§ DESCRIPTION OF THE TASK
Take every line from the records below that includes the word "window".

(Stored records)
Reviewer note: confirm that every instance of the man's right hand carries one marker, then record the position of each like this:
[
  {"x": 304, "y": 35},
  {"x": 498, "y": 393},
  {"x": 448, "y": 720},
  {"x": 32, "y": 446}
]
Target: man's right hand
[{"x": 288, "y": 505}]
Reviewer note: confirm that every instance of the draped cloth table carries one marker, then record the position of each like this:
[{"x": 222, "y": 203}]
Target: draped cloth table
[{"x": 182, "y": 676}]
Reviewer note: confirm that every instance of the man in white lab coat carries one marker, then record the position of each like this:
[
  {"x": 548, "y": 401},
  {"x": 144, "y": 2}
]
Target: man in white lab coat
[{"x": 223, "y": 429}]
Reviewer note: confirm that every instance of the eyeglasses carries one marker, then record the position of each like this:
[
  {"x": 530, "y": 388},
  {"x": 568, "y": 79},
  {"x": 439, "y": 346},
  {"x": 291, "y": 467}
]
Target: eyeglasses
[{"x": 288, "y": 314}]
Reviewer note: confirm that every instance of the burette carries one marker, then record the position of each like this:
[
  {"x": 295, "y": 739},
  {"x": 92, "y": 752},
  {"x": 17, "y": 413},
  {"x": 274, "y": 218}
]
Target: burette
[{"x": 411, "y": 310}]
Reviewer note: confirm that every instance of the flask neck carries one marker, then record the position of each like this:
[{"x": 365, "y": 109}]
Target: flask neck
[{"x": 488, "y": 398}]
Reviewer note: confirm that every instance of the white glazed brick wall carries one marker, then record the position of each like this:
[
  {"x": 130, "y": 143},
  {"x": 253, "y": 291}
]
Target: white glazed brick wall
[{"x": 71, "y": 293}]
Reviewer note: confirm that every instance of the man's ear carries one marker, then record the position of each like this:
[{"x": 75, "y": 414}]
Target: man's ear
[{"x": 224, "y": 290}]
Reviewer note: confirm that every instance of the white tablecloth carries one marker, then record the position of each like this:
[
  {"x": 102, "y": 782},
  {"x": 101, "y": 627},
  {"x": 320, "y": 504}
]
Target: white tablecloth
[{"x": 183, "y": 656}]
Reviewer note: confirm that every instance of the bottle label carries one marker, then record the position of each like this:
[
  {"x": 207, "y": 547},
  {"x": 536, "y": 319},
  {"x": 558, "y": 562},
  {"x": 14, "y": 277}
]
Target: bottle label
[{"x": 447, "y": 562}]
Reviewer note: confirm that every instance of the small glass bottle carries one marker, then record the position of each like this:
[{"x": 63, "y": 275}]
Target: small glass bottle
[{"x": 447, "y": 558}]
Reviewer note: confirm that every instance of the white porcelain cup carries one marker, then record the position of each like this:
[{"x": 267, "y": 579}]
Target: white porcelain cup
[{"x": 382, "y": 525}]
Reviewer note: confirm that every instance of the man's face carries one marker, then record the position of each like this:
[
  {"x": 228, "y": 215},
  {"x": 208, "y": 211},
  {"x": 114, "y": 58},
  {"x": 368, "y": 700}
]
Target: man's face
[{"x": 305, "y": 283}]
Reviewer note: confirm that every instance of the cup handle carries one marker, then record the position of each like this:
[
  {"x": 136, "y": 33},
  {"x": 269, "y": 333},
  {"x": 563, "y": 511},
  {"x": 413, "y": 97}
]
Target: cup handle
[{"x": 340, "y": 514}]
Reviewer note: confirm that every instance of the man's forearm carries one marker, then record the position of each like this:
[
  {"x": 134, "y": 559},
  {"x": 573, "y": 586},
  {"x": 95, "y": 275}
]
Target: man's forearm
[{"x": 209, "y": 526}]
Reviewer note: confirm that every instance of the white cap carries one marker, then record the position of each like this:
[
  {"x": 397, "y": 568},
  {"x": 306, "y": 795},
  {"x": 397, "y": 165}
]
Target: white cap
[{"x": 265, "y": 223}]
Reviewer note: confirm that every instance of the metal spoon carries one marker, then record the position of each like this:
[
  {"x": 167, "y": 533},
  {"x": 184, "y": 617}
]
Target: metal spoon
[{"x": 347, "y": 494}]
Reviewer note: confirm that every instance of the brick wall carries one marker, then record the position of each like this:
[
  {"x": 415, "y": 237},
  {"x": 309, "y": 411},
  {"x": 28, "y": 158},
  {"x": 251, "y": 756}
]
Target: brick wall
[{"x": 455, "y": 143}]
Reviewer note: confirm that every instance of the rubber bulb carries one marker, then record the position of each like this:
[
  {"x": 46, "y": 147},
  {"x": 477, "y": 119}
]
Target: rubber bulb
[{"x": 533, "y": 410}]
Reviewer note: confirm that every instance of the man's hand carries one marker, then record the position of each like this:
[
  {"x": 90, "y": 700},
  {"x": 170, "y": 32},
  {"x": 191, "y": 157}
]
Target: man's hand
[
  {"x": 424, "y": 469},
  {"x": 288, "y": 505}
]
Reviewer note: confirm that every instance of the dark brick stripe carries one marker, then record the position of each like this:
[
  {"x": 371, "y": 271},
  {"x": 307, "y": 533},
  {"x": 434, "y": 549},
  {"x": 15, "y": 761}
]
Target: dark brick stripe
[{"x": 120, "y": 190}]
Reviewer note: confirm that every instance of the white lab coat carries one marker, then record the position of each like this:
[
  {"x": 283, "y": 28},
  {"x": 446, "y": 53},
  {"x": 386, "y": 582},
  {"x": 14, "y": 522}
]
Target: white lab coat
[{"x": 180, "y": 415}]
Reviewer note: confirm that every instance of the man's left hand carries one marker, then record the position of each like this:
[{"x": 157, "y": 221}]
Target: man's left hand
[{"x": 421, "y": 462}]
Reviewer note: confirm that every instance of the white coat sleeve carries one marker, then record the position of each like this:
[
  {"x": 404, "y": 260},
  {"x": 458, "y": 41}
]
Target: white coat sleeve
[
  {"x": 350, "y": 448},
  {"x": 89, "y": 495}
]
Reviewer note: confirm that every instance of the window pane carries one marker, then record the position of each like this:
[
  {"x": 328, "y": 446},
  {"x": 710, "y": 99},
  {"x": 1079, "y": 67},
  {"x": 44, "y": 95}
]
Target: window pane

§ SOLUTION BELOW
Reviewer note: confirm that every instance of the window pane carries one marker, then record the position of each like this:
Target: window pane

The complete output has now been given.